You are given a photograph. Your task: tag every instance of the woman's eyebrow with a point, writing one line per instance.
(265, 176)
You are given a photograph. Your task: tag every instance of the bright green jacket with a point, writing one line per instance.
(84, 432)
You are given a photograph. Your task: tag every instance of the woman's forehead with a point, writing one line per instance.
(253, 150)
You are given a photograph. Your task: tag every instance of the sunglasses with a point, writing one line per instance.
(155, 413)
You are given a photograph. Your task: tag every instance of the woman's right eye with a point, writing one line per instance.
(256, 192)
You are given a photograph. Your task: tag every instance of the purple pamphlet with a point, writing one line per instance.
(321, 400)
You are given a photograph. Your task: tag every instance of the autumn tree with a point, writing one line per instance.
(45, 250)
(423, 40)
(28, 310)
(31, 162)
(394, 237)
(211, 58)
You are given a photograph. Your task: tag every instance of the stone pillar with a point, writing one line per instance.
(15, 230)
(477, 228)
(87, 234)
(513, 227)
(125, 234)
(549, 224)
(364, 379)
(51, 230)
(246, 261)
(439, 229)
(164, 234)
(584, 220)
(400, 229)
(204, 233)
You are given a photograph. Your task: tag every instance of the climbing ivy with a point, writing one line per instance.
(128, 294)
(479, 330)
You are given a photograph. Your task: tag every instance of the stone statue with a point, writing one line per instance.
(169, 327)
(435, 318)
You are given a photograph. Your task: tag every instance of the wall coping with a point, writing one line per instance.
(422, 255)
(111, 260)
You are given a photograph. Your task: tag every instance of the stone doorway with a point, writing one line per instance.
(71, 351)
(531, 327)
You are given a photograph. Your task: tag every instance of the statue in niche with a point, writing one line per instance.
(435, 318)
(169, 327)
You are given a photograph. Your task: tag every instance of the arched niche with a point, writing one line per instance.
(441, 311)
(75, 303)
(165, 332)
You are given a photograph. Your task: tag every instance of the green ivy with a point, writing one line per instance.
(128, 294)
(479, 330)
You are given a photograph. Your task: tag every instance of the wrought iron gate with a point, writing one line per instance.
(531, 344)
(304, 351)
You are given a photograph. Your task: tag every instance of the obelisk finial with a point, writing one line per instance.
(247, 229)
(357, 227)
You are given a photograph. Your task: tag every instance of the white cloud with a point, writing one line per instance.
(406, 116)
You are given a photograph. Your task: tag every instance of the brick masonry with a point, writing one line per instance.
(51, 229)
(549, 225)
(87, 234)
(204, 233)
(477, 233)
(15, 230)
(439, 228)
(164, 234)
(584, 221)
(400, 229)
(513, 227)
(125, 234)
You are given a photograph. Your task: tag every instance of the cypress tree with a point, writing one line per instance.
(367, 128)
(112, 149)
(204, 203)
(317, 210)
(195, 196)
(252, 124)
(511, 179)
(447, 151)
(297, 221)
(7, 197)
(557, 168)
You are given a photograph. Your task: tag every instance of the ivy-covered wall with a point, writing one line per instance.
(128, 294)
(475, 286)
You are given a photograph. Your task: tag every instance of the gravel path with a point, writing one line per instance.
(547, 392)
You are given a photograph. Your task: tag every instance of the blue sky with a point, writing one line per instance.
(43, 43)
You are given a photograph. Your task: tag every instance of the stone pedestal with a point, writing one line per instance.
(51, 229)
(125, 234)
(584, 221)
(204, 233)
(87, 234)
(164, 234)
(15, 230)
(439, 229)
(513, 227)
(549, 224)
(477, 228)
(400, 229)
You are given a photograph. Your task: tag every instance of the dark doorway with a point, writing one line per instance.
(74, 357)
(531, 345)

# # # #

Activity:
The answer should be the full set of records, reproduced exactly.

Task output:
You are given a photograph. Your task: tag every instance of the woman's eyebrow with a point, writing one line per instance.
(265, 176)
You are given a photograph. Your task: tag every instance of the bright green jacket with a point, writing one line per instance.
(84, 432)
You are given a photograph. Your task: tag every instance of the woman's forehead with a point, writing one line per instance.
(253, 150)
You are given a photograph. Your task: tag every instance of the sunglasses with a point, writing one line per instance.
(155, 413)
You are given a photograph. Your task: tag every instance of the woman's right eye with a point, writing one line per instance.
(256, 192)
You are given a photograph. Your task: tag every instance of the purple pamphlet with a point, writing one line per instance.
(321, 400)
You are given a photograph. Your task: tag every instance of the autumn tree with a point, writing one line per instance.
(45, 250)
(423, 40)
(28, 310)
(31, 162)
(394, 237)
(211, 58)
You are given a photograph. Your task: tag every instance of the stone pillar with a point, writing one line per instance.
(15, 230)
(477, 228)
(87, 234)
(513, 227)
(125, 234)
(549, 224)
(364, 379)
(51, 230)
(246, 261)
(439, 229)
(164, 234)
(584, 220)
(400, 229)
(204, 233)
You are given a photograph. Your task: tag every instance of the climbing ivy with a point, writing one line per instance.
(128, 294)
(479, 330)
You are given a photograph. Your task: tag every instance of the stone statue with a point, writing one line per instance.
(169, 327)
(435, 318)
You are given a photograph. Your task: tag every instance of the wall coping with a point, writing one line per instance.
(422, 255)
(111, 260)
You are given a photograph. Your task: tag every instance of the stone doorway with a point, writing one line per instance.
(71, 351)
(531, 327)
You are given a photograph. Your task: tag every instance of the statue in niche with a point, writing one line per instance.
(435, 318)
(169, 327)
You are given a photograph. Your task: tag every instance of the arched niche with a point, writing one line per instance.
(441, 311)
(75, 303)
(165, 332)
You are given a photograph. Your task: tag every instance of the green ivy with a point, writing one line per instance.
(128, 294)
(479, 330)
You are given a photograph. Your task: tag every instance of the wrought iron gate with a point, writing one line per instance.
(531, 344)
(304, 351)
You are given a photograph. Your task: tag every instance of the obelisk finial with a point, writing one line per instance.
(247, 229)
(357, 227)
You are given a photograph. Your task: tag every instance of the white cloud with a point, writing one line per instance.
(406, 116)
You are given a photograph. Your task: tag every instance of the brick masonry with a point, writing one line per instance.
(51, 229)
(549, 225)
(87, 234)
(204, 233)
(477, 233)
(15, 230)
(439, 228)
(164, 234)
(584, 221)
(400, 229)
(513, 227)
(125, 234)
You are given a photograph. Your task: tag every instance of the cypress tree with a point, writing one line per instance.
(367, 128)
(112, 149)
(204, 203)
(317, 210)
(195, 196)
(252, 124)
(511, 179)
(447, 151)
(297, 221)
(7, 197)
(557, 168)
You are given a photograph. Your task: tag every instance of the ivy-covered wall with a point, writing one line per instance.
(128, 294)
(475, 286)
You are given a photograph. Your task: tag every instance of the gravel path with a point, writing one line per instance.
(547, 392)
You are given a photograph. Your task: tag every instance of the blue sky with a point, writing one line per instance.
(43, 43)
You are given a photograph. Your task: tag every instance of the stone pedestal with a point, writing one line per instance.
(51, 229)
(125, 234)
(584, 221)
(204, 233)
(87, 234)
(164, 234)
(15, 230)
(439, 229)
(513, 227)
(549, 224)
(477, 228)
(400, 229)
You are given a photograph. Your task: tag every instance of the dark doorway with a point, writing one line per instance.
(74, 357)
(531, 345)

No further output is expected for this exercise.